Dataset records about object locations
---------------

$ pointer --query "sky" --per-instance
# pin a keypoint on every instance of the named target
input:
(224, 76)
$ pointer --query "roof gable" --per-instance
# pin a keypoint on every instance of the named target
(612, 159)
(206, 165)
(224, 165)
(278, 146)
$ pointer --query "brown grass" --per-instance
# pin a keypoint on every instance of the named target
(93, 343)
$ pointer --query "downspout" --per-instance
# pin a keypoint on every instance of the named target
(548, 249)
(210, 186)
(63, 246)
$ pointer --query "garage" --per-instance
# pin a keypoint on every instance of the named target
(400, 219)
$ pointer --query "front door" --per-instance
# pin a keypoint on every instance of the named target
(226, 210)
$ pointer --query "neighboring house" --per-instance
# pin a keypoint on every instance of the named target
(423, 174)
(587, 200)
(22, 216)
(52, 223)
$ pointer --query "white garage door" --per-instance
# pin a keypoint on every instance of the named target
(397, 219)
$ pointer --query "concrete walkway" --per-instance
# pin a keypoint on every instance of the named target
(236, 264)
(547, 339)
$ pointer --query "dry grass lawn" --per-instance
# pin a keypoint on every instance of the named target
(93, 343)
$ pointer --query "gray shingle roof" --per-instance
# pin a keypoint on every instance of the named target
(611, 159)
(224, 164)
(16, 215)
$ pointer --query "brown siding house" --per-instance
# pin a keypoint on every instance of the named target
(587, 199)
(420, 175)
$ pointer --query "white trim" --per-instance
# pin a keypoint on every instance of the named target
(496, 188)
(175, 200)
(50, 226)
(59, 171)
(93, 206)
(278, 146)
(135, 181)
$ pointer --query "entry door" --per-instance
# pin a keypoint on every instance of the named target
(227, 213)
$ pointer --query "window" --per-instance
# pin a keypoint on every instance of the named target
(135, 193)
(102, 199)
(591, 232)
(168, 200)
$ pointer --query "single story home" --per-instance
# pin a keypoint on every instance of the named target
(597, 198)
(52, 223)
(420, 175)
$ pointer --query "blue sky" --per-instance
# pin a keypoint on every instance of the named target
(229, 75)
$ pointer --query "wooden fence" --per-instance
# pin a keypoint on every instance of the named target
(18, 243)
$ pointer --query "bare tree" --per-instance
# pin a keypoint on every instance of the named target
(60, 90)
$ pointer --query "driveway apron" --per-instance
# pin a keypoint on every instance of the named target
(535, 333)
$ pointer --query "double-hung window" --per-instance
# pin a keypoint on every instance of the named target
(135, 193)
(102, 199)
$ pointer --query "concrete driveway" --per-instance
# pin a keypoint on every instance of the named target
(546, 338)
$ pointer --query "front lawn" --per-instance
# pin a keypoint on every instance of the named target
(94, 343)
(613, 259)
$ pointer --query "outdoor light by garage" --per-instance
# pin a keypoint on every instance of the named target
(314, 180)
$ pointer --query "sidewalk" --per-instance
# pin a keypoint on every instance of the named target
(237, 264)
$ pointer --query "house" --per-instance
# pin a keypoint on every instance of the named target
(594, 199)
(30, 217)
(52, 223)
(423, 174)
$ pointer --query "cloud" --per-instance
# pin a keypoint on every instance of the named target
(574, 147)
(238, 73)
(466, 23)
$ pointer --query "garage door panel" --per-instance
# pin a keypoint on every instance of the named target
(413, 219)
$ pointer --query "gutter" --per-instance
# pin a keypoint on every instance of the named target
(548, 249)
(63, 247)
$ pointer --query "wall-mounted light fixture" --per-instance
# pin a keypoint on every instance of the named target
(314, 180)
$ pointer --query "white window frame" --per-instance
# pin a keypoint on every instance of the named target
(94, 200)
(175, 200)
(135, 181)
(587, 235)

---------------

__WHAT IS NEEDED__.
In this exercise, repeat all entries exactly.

__PROBLEM SOLUTION__.
$ pointer --query "sky" --per-instance
# pin a keypoint on every instance of the named target
input:
(224, 76)
$ pointer --query "roof gable" --per-instance
# pin a keypoint on every instance of the named target
(612, 159)
(206, 165)
(224, 165)
(278, 146)
$ pointer --query "brown grass" --per-instance
# pin a keypoint on every instance of the named target
(93, 343)
$ pointer --query "downspout" --per-instance
# pin a keypoint on every instance of the named target
(548, 249)
(210, 186)
(63, 246)
$ pointer --query "garage" --per-instance
# pin a keypoint on every instance of the named target
(400, 219)
$ pointer --query "front door" --per-instance
# pin a keypoint on every instance of the named target
(226, 210)
$ pointer --query "neighboring house" --per-instance
# pin a keypoint on every instance of the named target
(423, 174)
(587, 200)
(22, 216)
(52, 223)
$ pointer --query "white garage door" --per-instance
# pin a keypoint on every instance of the named target
(397, 219)
$ pointer --query "concrete walkway" --per-instance
# pin a keypoint on every instance of the named target
(236, 264)
(547, 339)
$ pointer --query "dry grass lawn" --per-instance
# pin a keypoint on every instance of the named target
(93, 343)
$ pointer --query "gray shingle roof" --per-instance
# pin a keypoint on every instance of the named target
(611, 159)
(224, 164)
(16, 215)
$ pointer --query "brown siding house" --per-instance
# pin a keypoint on every instance of the named target
(587, 199)
(420, 175)
$ pointer --query "white trim" --per-instance
# pin a keypoint on every instance of the named target
(496, 188)
(175, 200)
(50, 226)
(59, 171)
(93, 206)
(278, 146)
(135, 181)
$ pointer --query "entry door" --per-instance
# pin a keypoint on every instance of the named target
(227, 213)
$ pointer --query "window" --per-instance
# pin a keypoint on every instance of the named target
(135, 193)
(102, 199)
(591, 232)
(168, 200)
$ pointer --query "single story home" --per-instance
# pin a keypoint on every instance of the named target
(597, 198)
(52, 223)
(420, 175)
$ pointer --query "blue sky" --per-instance
# pin a keypoint on every instance of the named target
(229, 75)
$ pointer --query "wooden fence" --per-instance
# pin a keypoint on every instance of the named target
(18, 243)
$ pointer --query "bare tree" --per-instance
# pin a keypoint on every instance of the named target
(60, 90)
$ pointer --query "driveway apron" --per-instance
# pin a keypoint on every instance of the named target
(535, 333)
$ pointer --query "double-hung window" --per-instance
# pin a keypoint on every instance of the named target
(135, 193)
(102, 199)
$ pointer --query "concrete driveway" --per-instance
# pin a keypoint on every instance of the named target
(546, 338)
$ pointer --query "front lawn" --per-instance
# pin a keypoint on every instance of the named target
(94, 343)
(613, 259)
$ pointer --query "outdoor light by garage" --per-instance
# pin a keypoint on every instance of the named target
(314, 180)
$ pointer --query "sidewalk" --per-instance
# pin a keypoint on every instance of the named target
(237, 264)
$ pointer --query "house" --per-instance
# pin a keypoint on every instance of the named target
(594, 199)
(30, 217)
(52, 223)
(423, 174)
$ pointer --query "cloud" --per-instance
# pin a keypoint on every instance of the named target
(574, 147)
(238, 73)
(466, 23)
$ pointer --query "garage door panel" --per-instance
# pin a keypoint on every instance of the named target
(413, 219)
$ pointer --query "gutter" --per-instance
# pin a keypoint on every instance of the named target
(548, 249)
(63, 247)
$ pointer --query "wall-mounted light fixture" --per-instance
# pin a keypoint on every instance of the named target
(314, 180)
$ pointer --query "white window frame" --per-instance
# pin a keypoint on every instance of the named target
(94, 200)
(175, 200)
(135, 181)
(587, 235)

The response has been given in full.